■ Work to complete
Everything from the line containing "Keypoint placement for each instance of the high-rise" to the end of the records must be restated word for word, and nothing else.
Top of Data for analysis
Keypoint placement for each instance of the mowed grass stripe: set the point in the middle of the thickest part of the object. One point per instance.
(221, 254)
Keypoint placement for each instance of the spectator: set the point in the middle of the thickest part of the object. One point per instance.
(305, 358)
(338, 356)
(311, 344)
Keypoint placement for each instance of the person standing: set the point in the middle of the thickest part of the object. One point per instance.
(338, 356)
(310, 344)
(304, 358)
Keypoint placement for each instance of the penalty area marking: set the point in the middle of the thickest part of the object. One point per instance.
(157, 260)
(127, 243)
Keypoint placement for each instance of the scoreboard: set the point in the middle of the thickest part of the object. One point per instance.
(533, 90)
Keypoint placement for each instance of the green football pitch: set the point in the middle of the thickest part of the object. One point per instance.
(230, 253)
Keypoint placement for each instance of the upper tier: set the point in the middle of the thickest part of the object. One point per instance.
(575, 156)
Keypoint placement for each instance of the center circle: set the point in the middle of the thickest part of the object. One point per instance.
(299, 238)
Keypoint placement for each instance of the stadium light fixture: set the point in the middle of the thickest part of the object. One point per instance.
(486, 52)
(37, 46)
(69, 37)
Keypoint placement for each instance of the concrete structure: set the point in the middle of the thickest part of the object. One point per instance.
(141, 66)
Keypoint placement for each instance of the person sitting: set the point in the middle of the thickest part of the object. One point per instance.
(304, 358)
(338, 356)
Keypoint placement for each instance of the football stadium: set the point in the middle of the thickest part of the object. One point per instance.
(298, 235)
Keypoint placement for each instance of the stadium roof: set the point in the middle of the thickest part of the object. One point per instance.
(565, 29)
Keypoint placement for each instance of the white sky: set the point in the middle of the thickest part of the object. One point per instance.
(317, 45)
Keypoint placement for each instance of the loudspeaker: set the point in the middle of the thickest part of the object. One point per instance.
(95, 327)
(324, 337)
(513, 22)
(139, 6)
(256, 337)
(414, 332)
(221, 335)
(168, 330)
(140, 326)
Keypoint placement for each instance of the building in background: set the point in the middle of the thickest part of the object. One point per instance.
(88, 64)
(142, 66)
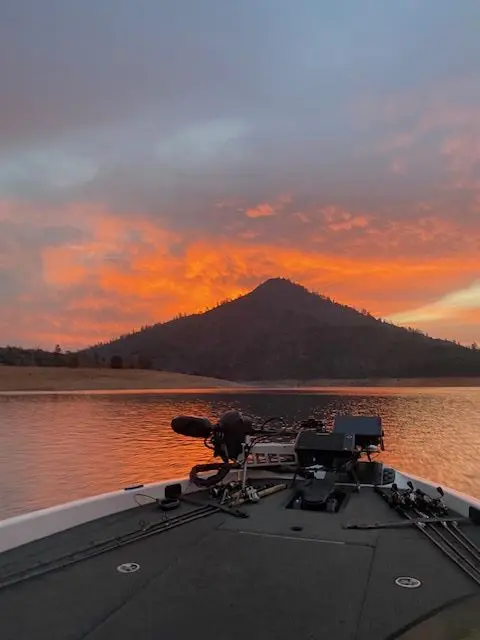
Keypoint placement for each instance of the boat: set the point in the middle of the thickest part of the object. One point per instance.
(293, 533)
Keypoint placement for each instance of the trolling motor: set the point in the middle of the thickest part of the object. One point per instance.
(226, 439)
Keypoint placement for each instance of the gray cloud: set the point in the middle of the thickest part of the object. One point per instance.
(190, 113)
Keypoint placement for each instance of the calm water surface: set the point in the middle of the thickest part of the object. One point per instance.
(59, 447)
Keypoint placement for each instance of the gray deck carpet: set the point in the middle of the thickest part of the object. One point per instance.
(235, 578)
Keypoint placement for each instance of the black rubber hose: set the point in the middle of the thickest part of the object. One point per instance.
(222, 471)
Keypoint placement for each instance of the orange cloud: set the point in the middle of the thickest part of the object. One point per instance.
(260, 211)
(130, 271)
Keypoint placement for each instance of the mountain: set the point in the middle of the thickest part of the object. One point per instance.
(282, 331)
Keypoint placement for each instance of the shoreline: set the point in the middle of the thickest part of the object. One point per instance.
(62, 379)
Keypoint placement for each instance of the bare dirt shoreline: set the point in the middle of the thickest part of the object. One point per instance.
(65, 379)
(17, 379)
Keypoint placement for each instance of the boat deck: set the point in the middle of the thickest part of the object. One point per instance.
(279, 574)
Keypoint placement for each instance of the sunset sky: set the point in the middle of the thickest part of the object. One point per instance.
(158, 156)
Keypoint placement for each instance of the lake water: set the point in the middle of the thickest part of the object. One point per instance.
(60, 447)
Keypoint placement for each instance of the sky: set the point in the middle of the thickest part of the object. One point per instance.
(159, 156)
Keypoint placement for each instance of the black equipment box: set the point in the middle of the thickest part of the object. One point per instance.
(313, 447)
(367, 430)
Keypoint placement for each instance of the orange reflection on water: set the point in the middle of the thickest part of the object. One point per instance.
(57, 448)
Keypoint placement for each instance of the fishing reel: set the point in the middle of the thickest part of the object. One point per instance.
(417, 499)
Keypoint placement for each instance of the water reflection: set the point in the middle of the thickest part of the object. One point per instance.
(55, 448)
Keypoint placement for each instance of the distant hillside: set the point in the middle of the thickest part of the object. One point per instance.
(282, 331)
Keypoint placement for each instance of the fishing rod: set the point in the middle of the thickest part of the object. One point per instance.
(406, 500)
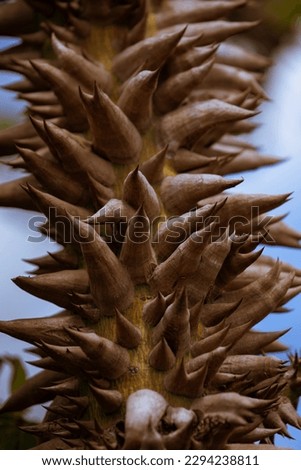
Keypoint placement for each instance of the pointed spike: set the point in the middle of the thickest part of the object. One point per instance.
(161, 356)
(77, 157)
(182, 265)
(195, 12)
(66, 90)
(114, 210)
(127, 334)
(209, 343)
(114, 137)
(192, 57)
(137, 191)
(174, 326)
(51, 175)
(137, 253)
(109, 400)
(184, 125)
(154, 309)
(9, 135)
(79, 67)
(16, 18)
(55, 287)
(213, 31)
(172, 92)
(31, 392)
(179, 382)
(116, 288)
(193, 188)
(50, 329)
(150, 52)
(112, 360)
(139, 89)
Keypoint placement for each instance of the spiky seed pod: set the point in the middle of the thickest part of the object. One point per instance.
(137, 123)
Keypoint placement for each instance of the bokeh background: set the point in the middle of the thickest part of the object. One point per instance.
(279, 134)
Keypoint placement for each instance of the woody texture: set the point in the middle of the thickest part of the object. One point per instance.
(134, 135)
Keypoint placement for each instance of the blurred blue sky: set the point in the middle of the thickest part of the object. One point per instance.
(279, 134)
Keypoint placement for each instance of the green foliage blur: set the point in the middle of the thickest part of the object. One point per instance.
(283, 13)
(11, 436)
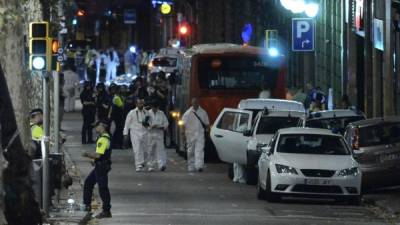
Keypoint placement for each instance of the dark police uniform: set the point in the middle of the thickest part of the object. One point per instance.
(99, 174)
(103, 99)
(89, 113)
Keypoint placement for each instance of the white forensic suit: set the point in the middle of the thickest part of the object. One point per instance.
(111, 63)
(156, 152)
(138, 134)
(71, 80)
(195, 139)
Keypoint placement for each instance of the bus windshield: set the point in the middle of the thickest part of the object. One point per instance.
(236, 72)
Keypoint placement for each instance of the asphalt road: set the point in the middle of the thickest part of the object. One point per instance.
(178, 197)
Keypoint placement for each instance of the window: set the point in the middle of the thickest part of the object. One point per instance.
(338, 123)
(269, 125)
(239, 72)
(381, 134)
(312, 144)
(234, 121)
(165, 62)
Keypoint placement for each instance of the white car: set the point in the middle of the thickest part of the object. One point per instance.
(308, 161)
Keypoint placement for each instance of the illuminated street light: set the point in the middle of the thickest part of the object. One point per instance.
(132, 49)
(312, 9)
(273, 52)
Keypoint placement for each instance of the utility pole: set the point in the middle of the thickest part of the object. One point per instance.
(45, 142)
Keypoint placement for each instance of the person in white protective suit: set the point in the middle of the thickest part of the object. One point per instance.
(112, 63)
(71, 82)
(156, 152)
(136, 124)
(196, 125)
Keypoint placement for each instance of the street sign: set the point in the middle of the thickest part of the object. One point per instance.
(303, 34)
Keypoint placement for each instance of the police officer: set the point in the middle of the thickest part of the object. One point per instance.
(36, 122)
(89, 112)
(99, 175)
(102, 102)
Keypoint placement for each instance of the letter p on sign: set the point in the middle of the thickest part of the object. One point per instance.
(302, 27)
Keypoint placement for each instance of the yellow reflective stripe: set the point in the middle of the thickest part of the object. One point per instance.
(118, 102)
(102, 145)
(37, 132)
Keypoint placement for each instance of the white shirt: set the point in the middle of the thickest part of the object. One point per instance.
(193, 127)
(158, 119)
(134, 122)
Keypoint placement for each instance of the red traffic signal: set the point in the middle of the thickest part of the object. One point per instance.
(184, 29)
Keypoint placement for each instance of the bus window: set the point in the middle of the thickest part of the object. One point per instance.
(243, 72)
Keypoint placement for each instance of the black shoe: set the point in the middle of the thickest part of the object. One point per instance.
(104, 214)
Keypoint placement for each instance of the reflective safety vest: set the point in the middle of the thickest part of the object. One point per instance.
(37, 132)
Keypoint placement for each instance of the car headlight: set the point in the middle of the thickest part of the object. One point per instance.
(285, 169)
(349, 172)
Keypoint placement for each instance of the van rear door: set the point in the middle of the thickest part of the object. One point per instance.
(227, 134)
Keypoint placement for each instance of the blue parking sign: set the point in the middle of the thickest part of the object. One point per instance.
(303, 31)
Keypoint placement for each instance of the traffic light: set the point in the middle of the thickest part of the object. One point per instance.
(39, 46)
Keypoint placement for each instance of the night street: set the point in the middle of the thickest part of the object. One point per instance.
(178, 197)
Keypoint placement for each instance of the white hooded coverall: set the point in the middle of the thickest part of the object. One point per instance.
(71, 81)
(138, 134)
(156, 150)
(195, 139)
(112, 63)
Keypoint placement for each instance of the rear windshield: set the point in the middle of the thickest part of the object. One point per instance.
(382, 134)
(269, 125)
(339, 123)
(312, 144)
(236, 72)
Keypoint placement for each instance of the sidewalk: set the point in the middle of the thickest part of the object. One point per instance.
(385, 202)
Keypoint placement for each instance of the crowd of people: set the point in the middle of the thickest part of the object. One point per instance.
(102, 66)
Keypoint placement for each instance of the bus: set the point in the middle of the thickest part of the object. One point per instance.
(219, 76)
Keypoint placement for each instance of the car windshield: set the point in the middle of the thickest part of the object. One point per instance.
(312, 144)
(269, 125)
(338, 123)
(382, 134)
(165, 62)
(236, 72)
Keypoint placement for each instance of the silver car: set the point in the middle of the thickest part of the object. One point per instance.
(376, 145)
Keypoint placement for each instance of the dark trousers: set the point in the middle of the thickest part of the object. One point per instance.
(98, 175)
(87, 128)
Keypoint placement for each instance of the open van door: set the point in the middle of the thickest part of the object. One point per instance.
(228, 134)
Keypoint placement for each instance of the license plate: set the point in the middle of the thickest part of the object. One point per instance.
(316, 182)
(389, 157)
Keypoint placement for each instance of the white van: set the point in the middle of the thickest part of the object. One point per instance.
(238, 134)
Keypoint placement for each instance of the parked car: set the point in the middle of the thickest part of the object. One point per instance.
(335, 120)
(376, 143)
(238, 137)
(310, 162)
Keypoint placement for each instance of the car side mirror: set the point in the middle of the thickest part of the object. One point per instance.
(266, 150)
(247, 133)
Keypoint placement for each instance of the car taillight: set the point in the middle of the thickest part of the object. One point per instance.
(356, 140)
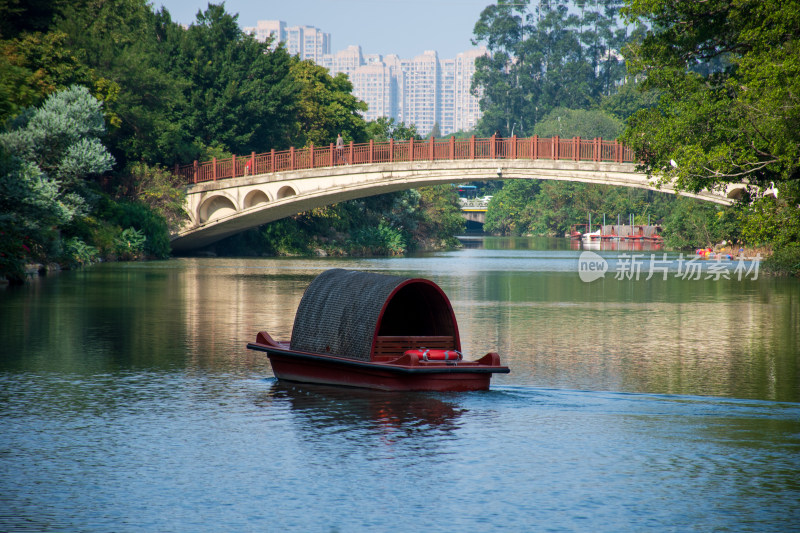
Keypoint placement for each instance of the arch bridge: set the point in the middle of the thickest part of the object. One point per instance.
(228, 196)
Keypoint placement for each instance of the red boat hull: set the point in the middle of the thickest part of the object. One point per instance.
(407, 373)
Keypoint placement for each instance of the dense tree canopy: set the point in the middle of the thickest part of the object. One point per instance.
(543, 56)
(728, 72)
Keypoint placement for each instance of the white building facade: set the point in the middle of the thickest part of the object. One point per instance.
(423, 91)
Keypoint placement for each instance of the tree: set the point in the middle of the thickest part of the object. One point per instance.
(547, 58)
(579, 123)
(382, 129)
(729, 81)
(62, 138)
(46, 161)
(326, 106)
(240, 95)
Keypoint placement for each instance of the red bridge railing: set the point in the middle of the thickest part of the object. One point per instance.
(555, 148)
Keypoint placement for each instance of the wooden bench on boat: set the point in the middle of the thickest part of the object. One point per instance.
(372, 330)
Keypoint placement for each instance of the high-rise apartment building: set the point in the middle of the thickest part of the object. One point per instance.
(307, 42)
(422, 91)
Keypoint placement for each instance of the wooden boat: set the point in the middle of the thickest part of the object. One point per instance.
(374, 331)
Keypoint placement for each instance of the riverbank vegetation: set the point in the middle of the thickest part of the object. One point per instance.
Bottom of Data for analysis
■ Answer section
Keypoint placement for each instance of the high-rise apartment building: set the point in the middle of the thickest part of the object. One point per instance.
(307, 42)
(422, 91)
Keypoint placement for each instance of the wooden boat: set the point in the middle of the thickest part of the object. One point per instance.
(374, 331)
Keypoint placement for each instance of the riverbank vegetation: set the point in the middle of the thickest part of the object. One point per instance.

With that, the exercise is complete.